À compléter →
- a) Traduisez en anglais la phrase suivante de l'extrait sur le Post : « Comme résultat, seule une petite fraction des gens qui ont été exposés à la fausse histoire originale ont finalement lu les rétractations. »
- b) Recopiez le passage de l'extrait sur le Post commençant par « Après avoir répandu » et allant jusqu'à « lu les rétractations. ».
- c) Écrivez la suite de l'extrait sur le Post, après sa dernière phrase.

##### Extrait de page

Après avoir répandu des mensonges en long et en large, élevant le niveau de peur et manipulant le discours politiques des USA dans la foulée, (les deux histoires sur la Russie ont été largement rabâchée sur le câble), les journalistes qui ont répandu ces fausses allégations ont par la suite écrit une note de rétractation ou de correction seulement de la manière la plus silencieuse possible, et souvent même, ne l’on pas fait du tout. Comme résultat, seule une petite fraction des gens qui ont été exposés à la fausse histoire originale ont finalement lu les rétractations.
Baron lui-même, l’éditeur en chef du Post, est un cas parfait d’étude de ces tactiques irresponsables. C’est Baron qui est allé poster sur Twitter le soir du 24 novembre pour annoncer que l’exposé du Post sur l’énorme portée de l’opération de fausses nouvelles russes, basées sur ce qu’il a clamé comme étant les trouvailles de “chercheurs indépendants”. Le tweet de Baron s’est répandu partout ; jusqu’à aujourd’hui, il a été re-posté plus de 3000 fois, y compris par beaucoup de journalistes avec leur grand nombre de suiveurs :
La tentative de propagande russe a aidé à répandre des fausses nouvelles durant les élections, d’après des chercheurs indépendants
Mais après que cette histoire ait dû faire face à un barrage de critiques intense – de la part d’Adrian Chen dans le New Yorker (“la propagande sur la propagande russe”), Matt Taibbi dans Rolling Stone (“honteux, dégoutant”), mon propre article et beaucoup d’autres – y compris les menaces légales de sites calomniés comme propagandistes pour la Russie par les “chercheurs indépendants” du Post – le Post a finalement ajouté une note plus longue de l’éditeur se distançant lui-même du groupe anonyme qui a fourni les principales revendications de son histoire (“le Post… ne valide pas lui-même les conclusions de PropOrNot” et “depuis la publication de l’histoire dans le Post, PropOrNot a retiré certains sites de la liste.”)

##########
##### Données extraites

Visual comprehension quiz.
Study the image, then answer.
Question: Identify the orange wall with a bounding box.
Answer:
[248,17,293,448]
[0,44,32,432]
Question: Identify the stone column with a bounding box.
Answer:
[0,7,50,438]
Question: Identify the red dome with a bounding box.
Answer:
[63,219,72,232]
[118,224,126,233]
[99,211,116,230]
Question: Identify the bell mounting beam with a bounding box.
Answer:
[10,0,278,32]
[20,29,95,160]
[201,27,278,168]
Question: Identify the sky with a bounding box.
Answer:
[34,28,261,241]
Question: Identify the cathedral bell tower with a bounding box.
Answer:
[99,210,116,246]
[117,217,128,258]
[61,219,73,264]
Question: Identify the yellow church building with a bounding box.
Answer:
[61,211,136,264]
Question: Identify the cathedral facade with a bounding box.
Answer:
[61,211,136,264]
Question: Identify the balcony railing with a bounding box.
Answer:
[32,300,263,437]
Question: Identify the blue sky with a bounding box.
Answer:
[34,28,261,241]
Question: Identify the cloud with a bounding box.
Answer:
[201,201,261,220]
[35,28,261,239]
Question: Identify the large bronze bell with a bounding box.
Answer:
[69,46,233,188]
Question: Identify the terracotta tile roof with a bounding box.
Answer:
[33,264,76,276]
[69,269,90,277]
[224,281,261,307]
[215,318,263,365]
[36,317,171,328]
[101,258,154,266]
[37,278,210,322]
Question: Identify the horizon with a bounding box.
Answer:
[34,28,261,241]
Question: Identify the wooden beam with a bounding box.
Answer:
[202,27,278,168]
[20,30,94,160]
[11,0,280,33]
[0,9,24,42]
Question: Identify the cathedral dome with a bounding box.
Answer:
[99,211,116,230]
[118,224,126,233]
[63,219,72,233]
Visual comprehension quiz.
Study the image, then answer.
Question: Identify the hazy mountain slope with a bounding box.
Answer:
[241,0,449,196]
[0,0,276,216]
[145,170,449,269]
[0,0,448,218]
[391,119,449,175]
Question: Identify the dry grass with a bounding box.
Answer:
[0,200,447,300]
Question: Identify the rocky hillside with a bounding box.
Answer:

##########

Résultats finaux →
- a) As a result, only a small fraction of the people who were exposed to the original false story ultimately read the retractions.

- b)
Après avoir répandu des mensonges en long et en large, élevant le niveau de peur et manipulant le discours politiques des USA dans la foulée, (les deux histoires sur la Russie ont été largement rabâchée sur le câble), les journalistes qui ont répandu ces fausses allégations ont par la suite écrit une note de rétractation ou de correction seulement de la manière la plus silencieuse possible, et souvent même, ne l’on pas fait du tout. Comme résultat, seule une petite fraction des gens qui ont été exposés à la fausse histoire originale ont finalement lu les rétractations.

- c)
Qu’est-ce que Baron a raconté à ses suiveurs sur la note de ce rédacteur dégoûté de ces principales allégations dont il a lui-même fait grand battage ? Rien. Pas un mot. Jusqu’à aujourd’hui, il a été publiquement silencieux sur ces révisions. Il avait répandu les allégations originales au sein de dizaines de milliers de personnes, sinon plus, il n’a pris aucune mesure pour s’assurer qu’ils entendent parler de la marche arrière majeure sur les allégations les plus inflammatoires et significatives de l’article. Cependant, ironiquement, il trouva le temps de promouvoir une histoire différente sur le Post sur l’effet terrible et dommageable des fausses nouvelles :
“Pizzagate” montre comment les fausses nouvelles blessent les vrais gens
Savoir si les fausses histoires du Post ici peuvent être distinguées de ce qui est communément appelé “fausses nouvelles” est, à ce niveau, une dispute sémantique, particulièrement parce que l’expression “fausses nouvelles” n’a pas de sens convaincant. Les défenseurs des fausses nouvelles en tant que catégorie distincte [de nouvelles] mettent typiquement l’accent sur l’intention, pour se différencier du mauvais journalisme. C’est vraiment juste un moyen de définir les fausses nouvelles de telle façon qu’il est impossible par définition à des médias grand public comme le Post de s’en rendre jamais coupable (de façon très semblable le terrorisme est défini pour qu’il soit sûr que le gouvernement des USA et ses alliés ne puissent en aucun cas, par définition, le commettre).
Mais quelle était la motivation du Post pour publier deux fausses nouvelles sur la Russie, qui, de façon très prévisible, ont généré une attention massive, trafic, et impact politique ? Est-ce que c’était idéologique et politique – à savoir, un dévouement au projet de D.C. [Washington, NdT] d’élever la Russie au statut de grave menace pour la sécurité des USA ? Etait-ce pour plaire à son public – sachant que ses lecteurs, au matin de la victoire de Trump, voulaient se gaver d’histoires sur la trahison russe ? Etait-ce une servitude envers les sources – prouvant ainsi qu’il servira, loyalement et sans critique, de dépôt pour n’importe quelle propagande que les agents du renseignement veulent disséminer ? Etait-ce par cupidité – pour obtenir un revenu par les unes sensationnelles et génératrices de clics avec un mépris imprudent pour la véracité de l’histoire ? Dans une institution aussi grande que le Post, avec un grand nombre de reporters et de rédacteurs participants à ces histoires, il est impossible d’identifier un motif définitif.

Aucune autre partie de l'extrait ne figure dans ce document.